## WHAT IS EXPECTED
Revise the opinion piece from "Posted: September 18, 2010" up to and including "reinterpretation of Americanism.", changing "bartender" to "barber".

## GIVEN TEXT

Posted: September 18, 2010 10:54 AM

It's A Tea-Baggerful Life

What's Your Reaction:

Americans have a place in their hearts for the eccentric underdog; they honor the wisdom of the dirt farmer and the listening skills of the bartender; they embrace the righteous cynicism of a watchdog newspaper reporter; their eyes well up at the homespun appeal of the down-on-his-heels drifter.

These archetypes are, of course, stock players of Frank Capra's classic films, staples in the pantheon of classic American film.

All of these characters would, however, be roundly excoriated by the current incarnation of conservative class warriors, who have taken the very qualities with which they would identify as being noble and twisted them to fit a vague, corruptted reinterpretation of Americanism.

The genius behind the capturing of familiar icons whose very mention trigger endorphins into the pulsing blood stream of true-blue patriots is probably the greatest example of mass manipulation since the infamous twenty year period of National Socialism in Germany.

[Natural-language descriptions of regions]
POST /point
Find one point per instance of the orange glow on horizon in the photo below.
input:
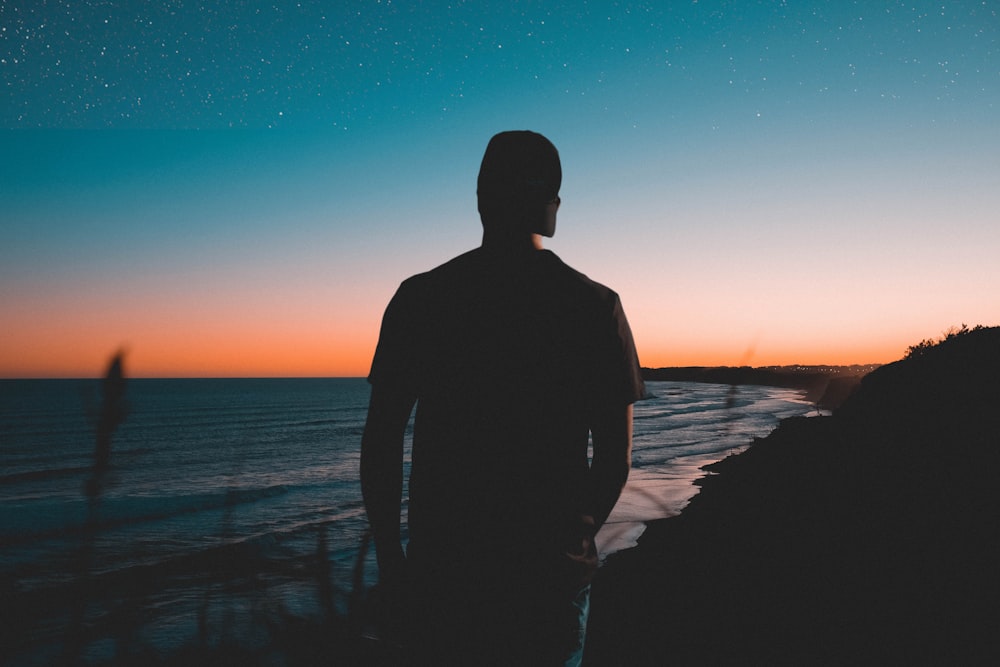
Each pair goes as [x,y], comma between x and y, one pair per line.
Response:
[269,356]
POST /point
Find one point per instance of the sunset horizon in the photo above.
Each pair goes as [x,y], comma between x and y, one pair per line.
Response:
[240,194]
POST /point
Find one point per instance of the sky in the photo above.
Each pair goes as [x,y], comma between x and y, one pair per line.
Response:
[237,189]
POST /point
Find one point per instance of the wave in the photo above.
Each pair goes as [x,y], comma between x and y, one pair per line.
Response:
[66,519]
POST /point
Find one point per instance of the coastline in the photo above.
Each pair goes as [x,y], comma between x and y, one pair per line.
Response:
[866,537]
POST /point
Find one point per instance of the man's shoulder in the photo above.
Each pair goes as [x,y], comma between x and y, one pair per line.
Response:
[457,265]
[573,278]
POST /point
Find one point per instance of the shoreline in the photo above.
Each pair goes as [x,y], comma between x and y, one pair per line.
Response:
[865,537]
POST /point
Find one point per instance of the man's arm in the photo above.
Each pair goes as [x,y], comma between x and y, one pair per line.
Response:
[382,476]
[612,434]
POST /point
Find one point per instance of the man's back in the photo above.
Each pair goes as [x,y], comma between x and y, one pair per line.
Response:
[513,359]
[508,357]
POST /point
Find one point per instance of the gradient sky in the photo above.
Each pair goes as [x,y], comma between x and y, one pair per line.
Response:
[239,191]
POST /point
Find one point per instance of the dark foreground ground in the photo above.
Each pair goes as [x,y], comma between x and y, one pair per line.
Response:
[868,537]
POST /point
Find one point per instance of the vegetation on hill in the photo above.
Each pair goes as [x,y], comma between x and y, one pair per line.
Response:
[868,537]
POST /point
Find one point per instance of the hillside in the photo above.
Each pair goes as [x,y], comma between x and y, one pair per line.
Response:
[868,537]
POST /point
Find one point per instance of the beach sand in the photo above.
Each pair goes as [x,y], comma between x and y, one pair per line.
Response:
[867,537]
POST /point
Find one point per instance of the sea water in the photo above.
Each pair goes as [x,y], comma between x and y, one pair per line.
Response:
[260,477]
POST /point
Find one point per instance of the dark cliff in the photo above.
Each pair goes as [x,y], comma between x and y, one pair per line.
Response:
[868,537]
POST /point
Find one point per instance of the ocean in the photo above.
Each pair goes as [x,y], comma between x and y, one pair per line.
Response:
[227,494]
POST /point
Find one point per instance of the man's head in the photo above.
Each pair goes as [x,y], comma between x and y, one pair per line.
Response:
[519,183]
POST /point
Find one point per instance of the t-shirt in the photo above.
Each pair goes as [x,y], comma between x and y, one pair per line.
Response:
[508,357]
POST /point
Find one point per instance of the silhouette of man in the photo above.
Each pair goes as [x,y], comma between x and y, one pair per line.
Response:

## EXERCISE SOLUTION
Posted: September 18, 2010 10:54 AM

It's A Tea-Baggerful Life

What's Your Reaction:

Americans have a place in their hearts for the eccentric underdog; they honor the wisdom of the dirt farmer and the listening skills of the barber; they embrace the righteous cynicism of a watchdog newspaper reporter; their eyes well up at the homespun appeal of the down-on-his-heels drifter.

These archetypes are, of course, stock players of Frank Capra's classic films, staples in the pantheon of classic American film.

All of these characters would, however, be roundly excoriated by the current incarnation of conservative class warriors, who have taken the very qualities with which they would identify as being noble and twisted them to fit a vague, corruptted reinterpretation of Americanism.